Image point grounding data:

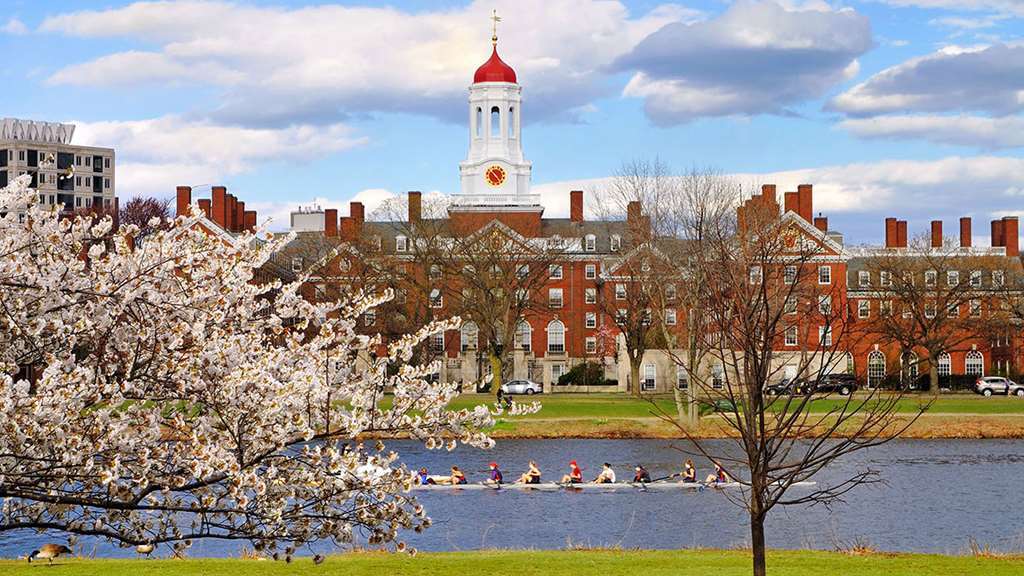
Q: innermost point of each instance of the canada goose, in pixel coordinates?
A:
(49, 551)
(145, 549)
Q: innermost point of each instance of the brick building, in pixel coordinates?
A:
(572, 314)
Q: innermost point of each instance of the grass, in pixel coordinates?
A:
(527, 563)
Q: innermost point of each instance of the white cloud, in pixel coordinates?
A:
(986, 79)
(977, 131)
(14, 27)
(156, 155)
(1001, 6)
(280, 66)
(757, 57)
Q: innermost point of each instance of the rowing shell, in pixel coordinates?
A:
(554, 487)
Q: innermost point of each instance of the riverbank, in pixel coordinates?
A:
(529, 563)
(611, 416)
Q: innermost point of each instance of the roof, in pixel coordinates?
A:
(495, 70)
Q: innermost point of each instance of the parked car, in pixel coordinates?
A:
(785, 386)
(987, 385)
(844, 384)
(528, 387)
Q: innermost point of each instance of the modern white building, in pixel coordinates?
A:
(67, 175)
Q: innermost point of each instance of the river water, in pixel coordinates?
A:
(937, 496)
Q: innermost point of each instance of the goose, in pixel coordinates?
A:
(145, 549)
(49, 551)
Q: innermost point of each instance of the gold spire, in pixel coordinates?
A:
(497, 18)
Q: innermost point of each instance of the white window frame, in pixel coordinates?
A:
(824, 275)
(555, 299)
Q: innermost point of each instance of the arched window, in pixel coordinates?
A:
(974, 364)
(944, 366)
(908, 368)
(876, 369)
(523, 335)
(470, 335)
(556, 336)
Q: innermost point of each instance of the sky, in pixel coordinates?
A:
(911, 109)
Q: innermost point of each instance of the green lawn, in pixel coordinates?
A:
(685, 563)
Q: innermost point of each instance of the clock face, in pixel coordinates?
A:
(495, 175)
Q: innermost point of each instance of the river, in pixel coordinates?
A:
(937, 496)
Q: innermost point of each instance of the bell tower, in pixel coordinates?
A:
(495, 173)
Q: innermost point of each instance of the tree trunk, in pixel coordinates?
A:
(496, 372)
(635, 376)
(758, 543)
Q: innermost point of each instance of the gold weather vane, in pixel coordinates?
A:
(497, 18)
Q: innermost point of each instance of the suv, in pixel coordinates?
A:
(528, 387)
(844, 384)
(988, 385)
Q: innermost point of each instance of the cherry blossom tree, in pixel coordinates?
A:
(154, 393)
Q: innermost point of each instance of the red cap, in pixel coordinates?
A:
(495, 70)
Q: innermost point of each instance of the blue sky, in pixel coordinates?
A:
(905, 108)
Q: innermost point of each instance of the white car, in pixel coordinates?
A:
(996, 384)
(528, 387)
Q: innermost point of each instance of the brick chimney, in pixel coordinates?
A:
(936, 234)
(997, 237)
(415, 206)
(792, 200)
(331, 222)
(966, 232)
(183, 200)
(219, 206)
(805, 194)
(1011, 236)
(240, 216)
(576, 205)
(891, 233)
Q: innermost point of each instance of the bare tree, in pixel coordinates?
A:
(767, 301)
(934, 299)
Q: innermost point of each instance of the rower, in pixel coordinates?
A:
(423, 479)
(641, 476)
(457, 476)
(574, 476)
(532, 476)
(720, 477)
(689, 472)
(607, 475)
(496, 475)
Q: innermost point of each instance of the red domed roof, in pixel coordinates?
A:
(495, 70)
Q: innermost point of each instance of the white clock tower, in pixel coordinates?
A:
(495, 173)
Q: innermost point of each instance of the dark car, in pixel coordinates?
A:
(844, 384)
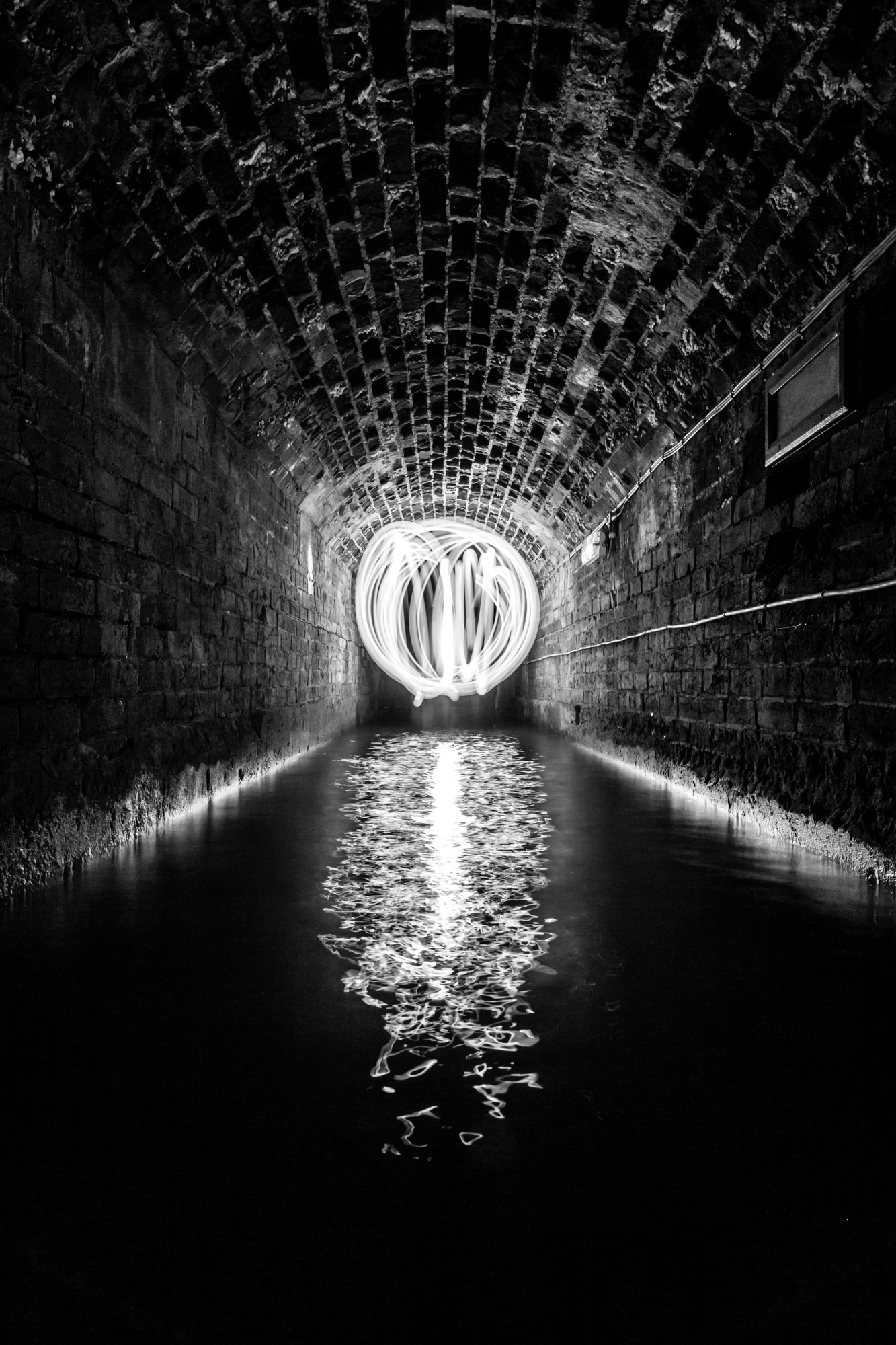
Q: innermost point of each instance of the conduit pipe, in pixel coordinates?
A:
(721, 617)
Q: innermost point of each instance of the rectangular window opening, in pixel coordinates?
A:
(807, 395)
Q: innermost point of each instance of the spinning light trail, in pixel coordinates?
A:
(436, 896)
(447, 609)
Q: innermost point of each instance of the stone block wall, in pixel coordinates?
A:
(170, 622)
(788, 711)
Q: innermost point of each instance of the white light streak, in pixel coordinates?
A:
(436, 896)
(446, 607)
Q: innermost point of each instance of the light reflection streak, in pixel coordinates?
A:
(436, 898)
(446, 607)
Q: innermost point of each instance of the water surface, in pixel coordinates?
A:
(693, 1027)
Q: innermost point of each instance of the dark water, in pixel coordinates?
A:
(697, 1147)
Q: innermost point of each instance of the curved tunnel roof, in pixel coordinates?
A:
(485, 259)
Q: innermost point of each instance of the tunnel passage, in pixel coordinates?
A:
(276, 276)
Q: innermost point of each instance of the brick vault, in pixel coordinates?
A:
(483, 260)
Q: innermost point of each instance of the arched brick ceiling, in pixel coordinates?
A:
(481, 259)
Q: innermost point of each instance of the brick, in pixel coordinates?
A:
(18, 679)
(9, 727)
(67, 594)
(49, 726)
(65, 506)
(821, 723)
(54, 636)
(61, 680)
(778, 716)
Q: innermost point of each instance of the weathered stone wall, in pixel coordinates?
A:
(788, 714)
(161, 631)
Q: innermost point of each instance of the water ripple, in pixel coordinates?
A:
(435, 894)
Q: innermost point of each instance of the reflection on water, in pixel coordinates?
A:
(439, 918)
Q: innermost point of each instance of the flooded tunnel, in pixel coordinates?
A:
(447, 670)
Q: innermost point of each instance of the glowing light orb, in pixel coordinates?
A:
(446, 607)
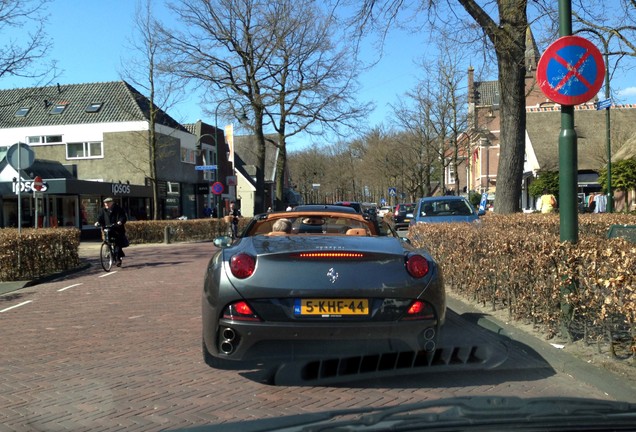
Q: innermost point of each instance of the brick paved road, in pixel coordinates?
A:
(122, 351)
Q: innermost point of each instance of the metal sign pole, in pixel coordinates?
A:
(19, 186)
(567, 150)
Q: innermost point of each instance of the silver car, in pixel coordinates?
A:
(335, 284)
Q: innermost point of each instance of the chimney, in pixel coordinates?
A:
(471, 84)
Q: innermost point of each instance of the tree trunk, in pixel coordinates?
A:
(513, 126)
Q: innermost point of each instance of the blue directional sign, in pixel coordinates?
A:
(571, 71)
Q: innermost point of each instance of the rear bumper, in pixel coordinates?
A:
(250, 341)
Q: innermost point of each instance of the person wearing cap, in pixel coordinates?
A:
(113, 214)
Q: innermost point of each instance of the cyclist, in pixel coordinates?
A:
(235, 213)
(113, 214)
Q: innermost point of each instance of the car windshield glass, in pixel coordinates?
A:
(316, 223)
(445, 208)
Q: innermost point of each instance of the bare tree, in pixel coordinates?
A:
(504, 24)
(227, 46)
(163, 90)
(277, 58)
(313, 82)
(24, 58)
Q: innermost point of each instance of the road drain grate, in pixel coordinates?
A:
(386, 362)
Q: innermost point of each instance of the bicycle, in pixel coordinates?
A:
(108, 251)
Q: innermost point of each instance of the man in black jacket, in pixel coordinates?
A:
(113, 214)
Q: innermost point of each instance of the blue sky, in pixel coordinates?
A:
(90, 41)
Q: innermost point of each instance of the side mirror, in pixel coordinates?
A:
(223, 241)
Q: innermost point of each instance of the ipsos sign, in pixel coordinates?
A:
(27, 186)
(120, 189)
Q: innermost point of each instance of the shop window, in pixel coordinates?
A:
(84, 150)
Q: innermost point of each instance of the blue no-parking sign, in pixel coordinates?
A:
(571, 71)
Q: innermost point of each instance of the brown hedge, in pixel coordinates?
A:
(586, 290)
(37, 252)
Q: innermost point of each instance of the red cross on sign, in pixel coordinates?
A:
(571, 71)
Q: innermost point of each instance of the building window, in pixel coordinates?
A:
(450, 174)
(173, 188)
(94, 107)
(22, 112)
(85, 150)
(58, 108)
(45, 139)
(188, 155)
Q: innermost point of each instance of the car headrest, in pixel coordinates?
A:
(356, 231)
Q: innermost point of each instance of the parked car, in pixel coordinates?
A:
(384, 210)
(402, 216)
(444, 209)
(354, 205)
(339, 285)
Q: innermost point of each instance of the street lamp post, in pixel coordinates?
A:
(485, 143)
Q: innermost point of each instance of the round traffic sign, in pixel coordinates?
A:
(571, 71)
(38, 183)
(217, 188)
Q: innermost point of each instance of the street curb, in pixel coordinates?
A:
(611, 384)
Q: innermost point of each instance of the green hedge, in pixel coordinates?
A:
(44, 251)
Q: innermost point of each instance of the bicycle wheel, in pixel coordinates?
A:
(107, 257)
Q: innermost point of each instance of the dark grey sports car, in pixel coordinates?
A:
(334, 283)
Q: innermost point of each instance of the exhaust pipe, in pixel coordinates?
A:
(227, 347)
(429, 346)
(229, 338)
(429, 333)
(228, 334)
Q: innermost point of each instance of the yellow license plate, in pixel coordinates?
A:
(331, 307)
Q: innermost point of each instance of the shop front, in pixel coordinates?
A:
(67, 202)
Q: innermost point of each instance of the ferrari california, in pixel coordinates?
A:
(318, 283)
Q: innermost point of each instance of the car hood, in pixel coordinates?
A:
(281, 271)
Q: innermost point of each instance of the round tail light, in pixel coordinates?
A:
(417, 266)
(242, 265)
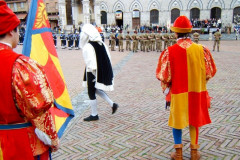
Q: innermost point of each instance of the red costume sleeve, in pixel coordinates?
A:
(34, 98)
(209, 64)
(163, 71)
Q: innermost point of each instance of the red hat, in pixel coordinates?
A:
(8, 20)
(182, 25)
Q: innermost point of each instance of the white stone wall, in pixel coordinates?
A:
(163, 6)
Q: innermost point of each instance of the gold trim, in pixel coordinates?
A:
(181, 30)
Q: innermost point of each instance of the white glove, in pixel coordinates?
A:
(166, 91)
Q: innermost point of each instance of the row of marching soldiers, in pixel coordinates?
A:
(148, 41)
(70, 41)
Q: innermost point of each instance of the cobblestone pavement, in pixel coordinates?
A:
(138, 130)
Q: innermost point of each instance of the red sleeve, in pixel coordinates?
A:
(33, 95)
(163, 71)
(209, 64)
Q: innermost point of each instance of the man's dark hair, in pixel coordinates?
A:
(3, 35)
(183, 35)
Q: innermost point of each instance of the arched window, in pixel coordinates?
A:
(236, 11)
(119, 18)
(135, 19)
(174, 14)
(103, 17)
(194, 13)
(154, 16)
(69, 12)
(216, 13)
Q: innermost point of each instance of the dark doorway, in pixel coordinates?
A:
(194, 13)
(136, 19)
(236, 11)
(215, 13)
(174, 14)
(69, 12)
(119, 18)
(103, 17)
(154, 16)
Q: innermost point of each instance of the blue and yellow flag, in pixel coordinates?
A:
(38, 45)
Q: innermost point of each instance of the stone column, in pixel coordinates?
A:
(62, 14)
(86, 13)
(74, 12)
(97, 13)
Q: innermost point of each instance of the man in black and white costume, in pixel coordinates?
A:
(98, 76)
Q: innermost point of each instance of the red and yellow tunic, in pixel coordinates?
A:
(26, 96)
(186, 67)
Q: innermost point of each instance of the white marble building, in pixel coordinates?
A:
(144, 12)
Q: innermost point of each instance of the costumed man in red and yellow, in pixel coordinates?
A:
(25, 99)
(185, 69)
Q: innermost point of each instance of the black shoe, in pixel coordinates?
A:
(114, 108)
(91, 118)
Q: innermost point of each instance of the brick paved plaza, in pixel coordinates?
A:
(138, 130)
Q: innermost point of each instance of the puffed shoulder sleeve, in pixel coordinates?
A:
(163, 71)
(211, 68)
(32, 90)
(33, 96)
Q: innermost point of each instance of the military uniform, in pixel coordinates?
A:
(174, 39)
(141, 42)
(166, 40)
(54, 39)
(217, 37)
(146, 42)
(63, 40)
(70, 39)
(120, 38)
(134, 38)
(76, 40)
(195, 37)
(152, 42)
(158, 42)
(128, 42)
(112, 36)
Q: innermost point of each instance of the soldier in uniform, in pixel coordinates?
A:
(165, 37)
(70, 39)
(196, 37)
(55, 39)
(120, 38)
(174, 39)
(128, 41)
(63, 40)
(217, 37)
(134, 38)
(76, 40)
(112, 36)
(141, 41)
(158, 41)
(146, 41)
(153, 41)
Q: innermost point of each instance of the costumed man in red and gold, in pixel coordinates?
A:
(25, 99)
(185, 69)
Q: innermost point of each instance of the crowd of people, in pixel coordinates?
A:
(184, 68)
(207, 23)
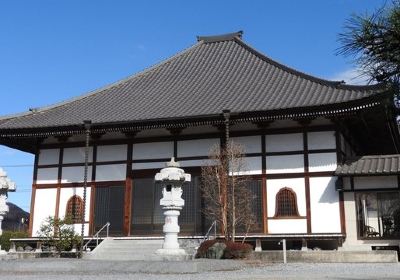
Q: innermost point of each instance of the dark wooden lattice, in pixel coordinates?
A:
(286, 203)
(74, 209)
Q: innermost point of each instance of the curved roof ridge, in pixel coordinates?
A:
(101, 89)
(336, 84)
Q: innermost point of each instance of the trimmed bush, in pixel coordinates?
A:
(7, 235)
(237, 250)
(233, 250)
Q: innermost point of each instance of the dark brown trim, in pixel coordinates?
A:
(264, 186)
(32, 210)
(182, 137)
(287, 217)
(91, 209)
(307, 181)
(59, 178)
(342, 213)
(372, 190)
(128, 193)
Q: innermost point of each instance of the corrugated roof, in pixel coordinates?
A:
(217, 73)
(370, 165)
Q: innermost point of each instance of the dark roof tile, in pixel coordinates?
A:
(217, 73)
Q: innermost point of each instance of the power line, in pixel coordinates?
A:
(16, 165)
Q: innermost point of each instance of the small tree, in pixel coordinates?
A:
(228, 200)
(374, 41)
(59, 233)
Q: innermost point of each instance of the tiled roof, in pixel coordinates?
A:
(217, 73)
(370, 165)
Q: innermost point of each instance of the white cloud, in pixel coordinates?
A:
(351, 76)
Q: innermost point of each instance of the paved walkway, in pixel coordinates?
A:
(61, 269)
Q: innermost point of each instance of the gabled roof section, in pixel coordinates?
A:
(370, 165)
(217, 73)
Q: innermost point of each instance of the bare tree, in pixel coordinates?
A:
(228, 200)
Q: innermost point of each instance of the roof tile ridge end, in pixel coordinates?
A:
(335, 84)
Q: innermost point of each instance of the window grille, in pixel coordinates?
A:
(75, 209)
(286, 203)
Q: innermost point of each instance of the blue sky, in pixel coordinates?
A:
(54, 50)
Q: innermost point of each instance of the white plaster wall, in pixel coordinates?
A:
(76, 155)
(153, 150)
(47, 175)
(324, 200)
(346, 183)
(251, 165)
(251, 144)
(375, 182)
(287, 226)
(49, 156)
(112, 152)
(198, 147)
(285, 164)
(284, 142)
(296, 184)
(65, 195)
(322, 162)
(75, 174)
(190, 163)
(111, 172)
(148, 165)
(45, 206)
(321, 140)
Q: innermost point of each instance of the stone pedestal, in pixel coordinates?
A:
(171, 179)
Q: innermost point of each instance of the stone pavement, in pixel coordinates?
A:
(61, 269)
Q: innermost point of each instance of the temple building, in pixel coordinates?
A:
(322, 156)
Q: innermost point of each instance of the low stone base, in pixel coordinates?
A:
(327, 256)
(172, 252)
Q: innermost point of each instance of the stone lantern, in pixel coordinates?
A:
(171, 180)
(6, 185)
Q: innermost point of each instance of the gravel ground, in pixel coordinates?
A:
(44, 269)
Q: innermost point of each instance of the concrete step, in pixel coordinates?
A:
(137, 249)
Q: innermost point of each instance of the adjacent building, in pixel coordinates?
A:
(322, 156)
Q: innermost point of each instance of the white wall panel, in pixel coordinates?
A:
(321, 140)
(251, 144)
(285, 164)
(251, 165)
(47, 175)
(76, 155)
(284, 142)
(112, 152)
(322, 162)
(287, 226)
(190, 163)
(111, 172)
(148, 165)
(296, 184)
(153, 150)
(324, 200)
(198, 147)
(75, 174)
(67, 193)
(375, 182)
(45, 206)
(49, 156)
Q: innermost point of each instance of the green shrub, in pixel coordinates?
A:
(237, 250)
(233, 250)
(59, 233)
(7, 235)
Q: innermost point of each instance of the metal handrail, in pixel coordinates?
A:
(213, 225)
(96, 236)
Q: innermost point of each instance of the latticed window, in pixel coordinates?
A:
(286, 203)
(75, 209)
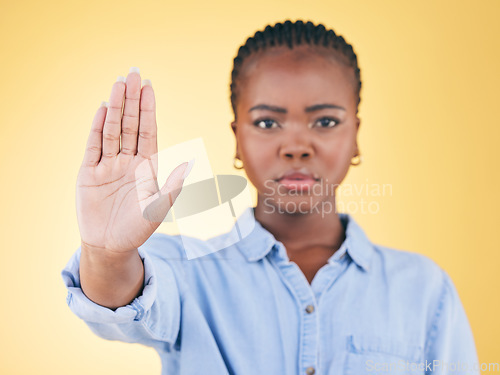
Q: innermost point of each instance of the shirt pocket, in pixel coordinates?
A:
(383, 355)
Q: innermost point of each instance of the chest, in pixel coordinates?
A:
(310, 260)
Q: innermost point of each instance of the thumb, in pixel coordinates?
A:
(158, 209)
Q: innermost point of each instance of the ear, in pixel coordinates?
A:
(358, 123)
(233, 126)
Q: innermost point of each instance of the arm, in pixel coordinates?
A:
(153, 317)
(450, 341)
(111, 279)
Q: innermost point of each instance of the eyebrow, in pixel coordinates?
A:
(312, 108)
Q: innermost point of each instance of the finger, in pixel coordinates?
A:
(112, 124)
(94, 143)
(147, 143)
(160, 204)
(130, 120)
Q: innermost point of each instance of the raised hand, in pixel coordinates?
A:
(111, 189)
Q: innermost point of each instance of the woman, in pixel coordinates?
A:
(306, 292)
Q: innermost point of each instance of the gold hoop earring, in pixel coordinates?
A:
(357, 159)
(237, 165)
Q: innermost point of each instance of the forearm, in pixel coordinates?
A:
(111, 279)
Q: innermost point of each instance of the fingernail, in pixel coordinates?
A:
(188, 169)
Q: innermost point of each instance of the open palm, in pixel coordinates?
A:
(116, 182)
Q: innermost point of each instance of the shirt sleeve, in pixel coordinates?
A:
(153, 318)
(450, 347)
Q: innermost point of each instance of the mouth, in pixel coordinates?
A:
(301, 180)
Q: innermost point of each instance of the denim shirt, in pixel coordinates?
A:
(247, 310)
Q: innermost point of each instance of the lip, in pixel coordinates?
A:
(297, 179)
(298, 175)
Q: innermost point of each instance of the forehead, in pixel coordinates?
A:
(294, 76)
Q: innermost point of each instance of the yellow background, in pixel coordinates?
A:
(429, 128)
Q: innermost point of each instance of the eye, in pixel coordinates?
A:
(327, 122)
(265, 124)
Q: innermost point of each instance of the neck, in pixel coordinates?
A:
(300, 231)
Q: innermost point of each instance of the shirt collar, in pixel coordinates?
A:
(259, 242)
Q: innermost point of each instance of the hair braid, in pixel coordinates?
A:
(290, 34)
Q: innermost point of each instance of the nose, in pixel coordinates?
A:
(296, 146)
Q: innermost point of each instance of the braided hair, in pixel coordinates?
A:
(291, 34)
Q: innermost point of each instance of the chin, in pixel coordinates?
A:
(296, 204)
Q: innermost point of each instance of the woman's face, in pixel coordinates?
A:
(296, 112)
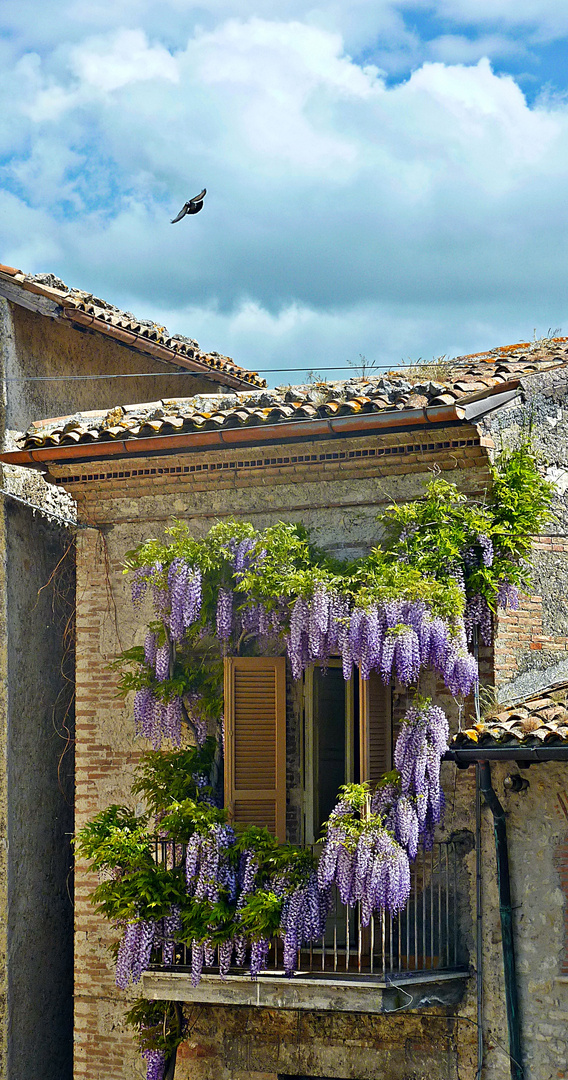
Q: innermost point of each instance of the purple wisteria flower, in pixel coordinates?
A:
(508, 595)
(134, 952)
(156, 1064)
(225, 615)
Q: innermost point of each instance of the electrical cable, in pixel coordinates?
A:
(261, 370)
(200, 375)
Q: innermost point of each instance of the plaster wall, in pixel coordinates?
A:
(339, 501)
(39, 346)
(39, 779)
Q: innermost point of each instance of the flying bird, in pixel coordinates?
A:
(192, 206)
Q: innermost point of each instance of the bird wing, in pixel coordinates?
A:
(183, 212)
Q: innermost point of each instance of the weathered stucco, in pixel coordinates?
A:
(40, 795)
(37, 346)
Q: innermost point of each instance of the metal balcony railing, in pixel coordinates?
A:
(423, 937)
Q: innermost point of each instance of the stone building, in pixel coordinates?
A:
(61, 350)
(405, 1004)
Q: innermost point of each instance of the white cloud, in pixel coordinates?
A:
(458, 49)
(109, 63)
(343, 215)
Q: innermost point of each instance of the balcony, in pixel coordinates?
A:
(413, 959)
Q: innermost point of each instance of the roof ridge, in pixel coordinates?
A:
(82, 308)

§ **YOUR TASK**:
Scan the records above for the string "wall", then select every line that holds it.

§ **YOUR RESPONSE**:
Q: innermost point of each instance of the stone block wall, in pixel coordinates?
Q: innermost point of each instance of the weathered stone wall, in pixel coordinates?
Q: innermost point of each instance of the white stone wall, in pixel coordinates?
Q: innermost point of each instance of the white plaster wall, in pixel coordinates?
Q: innermost point of each instance of the white wall panel, in pixel coordinates?
Q: innermost point of each instance of the plaster wall, in pixel coordinates?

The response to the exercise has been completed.